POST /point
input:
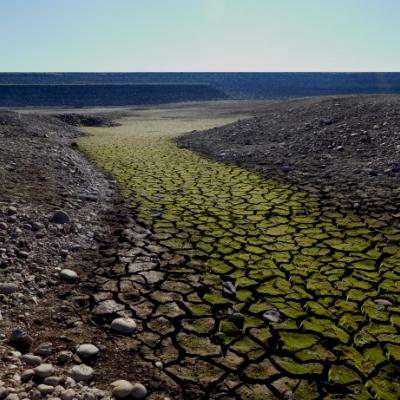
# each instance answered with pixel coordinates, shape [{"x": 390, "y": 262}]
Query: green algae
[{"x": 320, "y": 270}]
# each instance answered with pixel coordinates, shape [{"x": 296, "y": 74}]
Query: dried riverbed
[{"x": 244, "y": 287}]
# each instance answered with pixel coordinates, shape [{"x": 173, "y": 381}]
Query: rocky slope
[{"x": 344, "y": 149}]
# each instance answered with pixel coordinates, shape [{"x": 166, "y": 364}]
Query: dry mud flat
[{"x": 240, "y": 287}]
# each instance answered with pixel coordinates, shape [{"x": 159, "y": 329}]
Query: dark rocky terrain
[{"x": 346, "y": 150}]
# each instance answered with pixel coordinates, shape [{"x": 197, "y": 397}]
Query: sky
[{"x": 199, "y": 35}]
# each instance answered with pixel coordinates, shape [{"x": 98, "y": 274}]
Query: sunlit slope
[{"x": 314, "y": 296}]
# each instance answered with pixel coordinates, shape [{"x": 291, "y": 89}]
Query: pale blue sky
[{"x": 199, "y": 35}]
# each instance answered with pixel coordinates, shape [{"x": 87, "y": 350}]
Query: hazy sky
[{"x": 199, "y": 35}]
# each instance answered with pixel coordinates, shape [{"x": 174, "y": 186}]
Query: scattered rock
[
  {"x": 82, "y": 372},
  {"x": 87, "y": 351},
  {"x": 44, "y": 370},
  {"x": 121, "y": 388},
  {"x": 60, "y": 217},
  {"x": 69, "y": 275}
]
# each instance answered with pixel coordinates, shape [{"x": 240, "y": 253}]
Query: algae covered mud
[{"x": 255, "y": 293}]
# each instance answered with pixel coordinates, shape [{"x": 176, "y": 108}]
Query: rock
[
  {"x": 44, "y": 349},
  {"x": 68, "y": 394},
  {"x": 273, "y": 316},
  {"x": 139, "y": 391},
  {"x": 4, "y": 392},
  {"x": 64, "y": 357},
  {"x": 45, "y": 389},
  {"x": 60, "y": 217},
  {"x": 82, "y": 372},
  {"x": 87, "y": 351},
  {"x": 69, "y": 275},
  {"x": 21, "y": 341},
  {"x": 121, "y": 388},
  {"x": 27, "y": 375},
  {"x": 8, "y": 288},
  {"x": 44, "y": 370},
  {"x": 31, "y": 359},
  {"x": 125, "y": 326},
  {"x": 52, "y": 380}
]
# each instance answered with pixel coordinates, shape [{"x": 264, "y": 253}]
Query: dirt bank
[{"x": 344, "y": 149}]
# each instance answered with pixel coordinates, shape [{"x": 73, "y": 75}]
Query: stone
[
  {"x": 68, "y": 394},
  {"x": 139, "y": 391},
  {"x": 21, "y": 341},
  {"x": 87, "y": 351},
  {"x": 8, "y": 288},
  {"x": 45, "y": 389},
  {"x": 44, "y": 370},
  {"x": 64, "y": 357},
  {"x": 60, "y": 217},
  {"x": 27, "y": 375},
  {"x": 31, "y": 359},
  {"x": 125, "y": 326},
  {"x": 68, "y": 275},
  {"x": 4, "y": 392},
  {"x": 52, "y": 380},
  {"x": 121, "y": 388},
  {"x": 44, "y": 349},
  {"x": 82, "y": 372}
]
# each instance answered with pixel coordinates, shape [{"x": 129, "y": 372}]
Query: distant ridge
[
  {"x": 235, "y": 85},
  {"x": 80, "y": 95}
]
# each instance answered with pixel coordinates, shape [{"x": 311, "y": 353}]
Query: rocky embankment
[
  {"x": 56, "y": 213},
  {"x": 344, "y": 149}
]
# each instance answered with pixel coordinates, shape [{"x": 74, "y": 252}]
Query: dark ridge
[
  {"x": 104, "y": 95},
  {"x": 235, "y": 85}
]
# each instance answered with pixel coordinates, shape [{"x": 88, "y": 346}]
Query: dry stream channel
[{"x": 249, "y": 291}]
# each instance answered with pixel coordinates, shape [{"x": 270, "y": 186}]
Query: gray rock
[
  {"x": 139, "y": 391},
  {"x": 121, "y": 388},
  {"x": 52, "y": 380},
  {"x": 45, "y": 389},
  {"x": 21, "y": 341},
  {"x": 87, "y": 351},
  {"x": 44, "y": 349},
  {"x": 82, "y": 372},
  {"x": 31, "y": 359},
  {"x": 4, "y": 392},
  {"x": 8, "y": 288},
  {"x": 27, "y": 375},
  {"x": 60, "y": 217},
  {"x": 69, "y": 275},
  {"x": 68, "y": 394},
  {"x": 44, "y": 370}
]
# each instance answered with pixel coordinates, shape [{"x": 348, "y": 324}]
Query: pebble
--
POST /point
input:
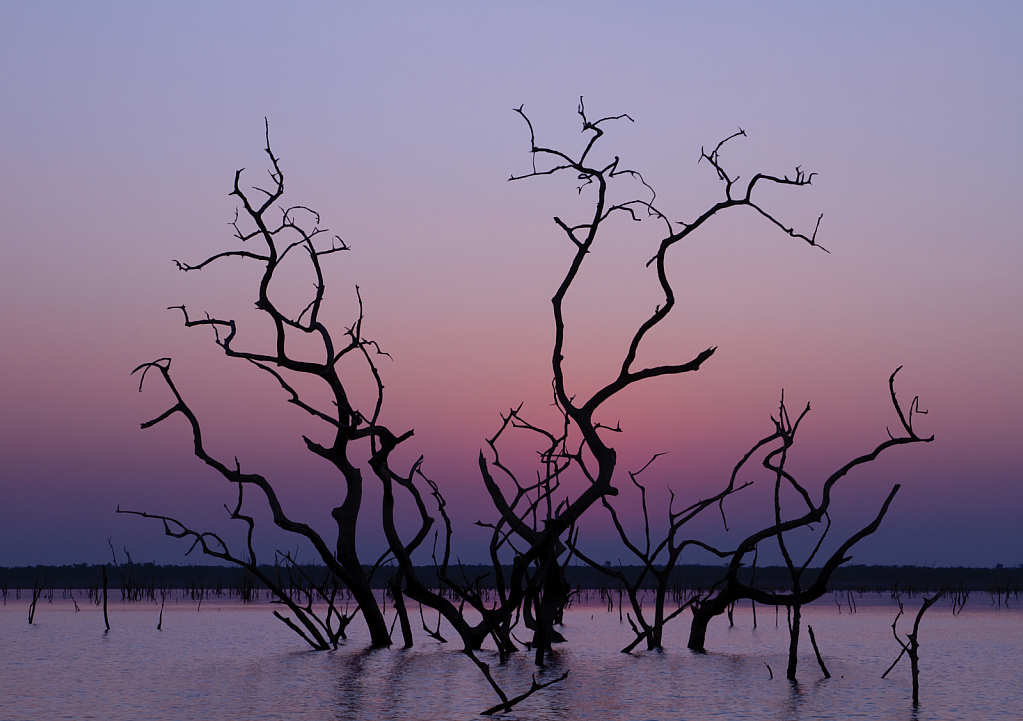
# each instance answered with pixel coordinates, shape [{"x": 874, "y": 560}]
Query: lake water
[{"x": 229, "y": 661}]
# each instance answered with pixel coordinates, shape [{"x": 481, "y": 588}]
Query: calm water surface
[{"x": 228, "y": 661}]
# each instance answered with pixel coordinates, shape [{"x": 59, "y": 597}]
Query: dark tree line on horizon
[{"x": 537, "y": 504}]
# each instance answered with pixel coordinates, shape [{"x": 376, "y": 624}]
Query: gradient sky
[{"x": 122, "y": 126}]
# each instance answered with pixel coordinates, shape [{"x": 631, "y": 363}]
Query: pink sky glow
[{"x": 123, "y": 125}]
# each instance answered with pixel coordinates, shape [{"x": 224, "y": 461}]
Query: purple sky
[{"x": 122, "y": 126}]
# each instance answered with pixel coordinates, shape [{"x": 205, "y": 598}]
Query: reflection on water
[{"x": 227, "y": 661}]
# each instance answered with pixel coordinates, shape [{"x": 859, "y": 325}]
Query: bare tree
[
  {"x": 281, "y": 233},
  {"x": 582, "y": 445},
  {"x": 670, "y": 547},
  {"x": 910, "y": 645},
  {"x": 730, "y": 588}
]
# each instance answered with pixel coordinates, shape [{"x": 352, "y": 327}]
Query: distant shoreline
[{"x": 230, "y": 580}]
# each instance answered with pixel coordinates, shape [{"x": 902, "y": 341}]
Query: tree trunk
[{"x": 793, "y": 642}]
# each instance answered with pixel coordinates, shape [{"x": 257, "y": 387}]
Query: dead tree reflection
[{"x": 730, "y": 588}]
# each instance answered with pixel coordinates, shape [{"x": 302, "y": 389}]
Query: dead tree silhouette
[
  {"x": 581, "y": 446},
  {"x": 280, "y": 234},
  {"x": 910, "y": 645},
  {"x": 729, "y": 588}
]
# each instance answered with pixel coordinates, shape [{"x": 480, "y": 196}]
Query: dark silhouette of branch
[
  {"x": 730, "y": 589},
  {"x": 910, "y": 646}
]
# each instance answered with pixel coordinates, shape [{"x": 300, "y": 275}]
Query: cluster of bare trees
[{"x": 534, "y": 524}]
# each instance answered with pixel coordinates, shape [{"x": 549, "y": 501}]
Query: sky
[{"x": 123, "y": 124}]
---
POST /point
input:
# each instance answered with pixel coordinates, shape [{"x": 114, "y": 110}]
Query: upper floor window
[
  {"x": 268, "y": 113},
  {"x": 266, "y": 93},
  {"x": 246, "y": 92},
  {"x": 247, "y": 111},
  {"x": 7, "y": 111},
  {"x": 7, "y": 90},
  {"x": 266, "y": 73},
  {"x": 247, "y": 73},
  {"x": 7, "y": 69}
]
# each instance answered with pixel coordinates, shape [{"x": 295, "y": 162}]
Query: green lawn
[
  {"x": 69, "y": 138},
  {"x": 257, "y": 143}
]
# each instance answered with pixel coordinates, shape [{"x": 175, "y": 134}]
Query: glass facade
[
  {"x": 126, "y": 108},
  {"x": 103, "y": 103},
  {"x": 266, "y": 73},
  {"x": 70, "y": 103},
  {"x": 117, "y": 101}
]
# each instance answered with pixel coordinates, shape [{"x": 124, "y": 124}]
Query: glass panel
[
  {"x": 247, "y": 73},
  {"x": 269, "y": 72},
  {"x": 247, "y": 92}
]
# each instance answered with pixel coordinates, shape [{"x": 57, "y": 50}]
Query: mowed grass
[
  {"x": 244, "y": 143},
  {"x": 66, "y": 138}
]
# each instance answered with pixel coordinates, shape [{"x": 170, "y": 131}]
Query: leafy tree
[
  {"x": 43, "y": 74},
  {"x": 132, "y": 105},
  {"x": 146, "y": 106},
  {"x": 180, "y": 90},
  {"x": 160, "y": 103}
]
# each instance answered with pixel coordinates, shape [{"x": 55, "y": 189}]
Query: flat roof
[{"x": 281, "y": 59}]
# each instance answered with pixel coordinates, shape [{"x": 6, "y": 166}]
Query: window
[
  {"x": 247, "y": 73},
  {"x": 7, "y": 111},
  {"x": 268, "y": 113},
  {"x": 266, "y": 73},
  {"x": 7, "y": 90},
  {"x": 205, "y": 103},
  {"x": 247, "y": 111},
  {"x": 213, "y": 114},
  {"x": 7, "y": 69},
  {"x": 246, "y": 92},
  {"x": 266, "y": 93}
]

**What the exercise asks:** The range runs from the line with "Query: gray rock" up to and including the line with "Query: pebble" in the listing above; please write out exactly those lines and nothing more.

**Result of this exercise:**
Query: gray rock
[
  {"x": 139, "y": 391},
  {"x": 121, "y": 388},
  {"x": 52, "y": 380},
  {"x": 45, "y": 389},
  {"x": 21, "y": 341},
  {"x": 87, "y": 351},
  {"x": 44, "y": 349},
  {"x": 82, "y": 372},
  {"x": 31, "y": 359},
  {"x": 4, "y": 392},
  {"x": 8, "y": 288},
  {"x": 27, "y": 375},
  {"x": 60, "y": 217},
  {"x": 69, "y": 275},
  {"x": 68, "y": 394},
  {"x": 44, "y": 370}
]
# each instance answered with pixel coordinates, shape [{"x": 348, "y": 324}]
Query: pebble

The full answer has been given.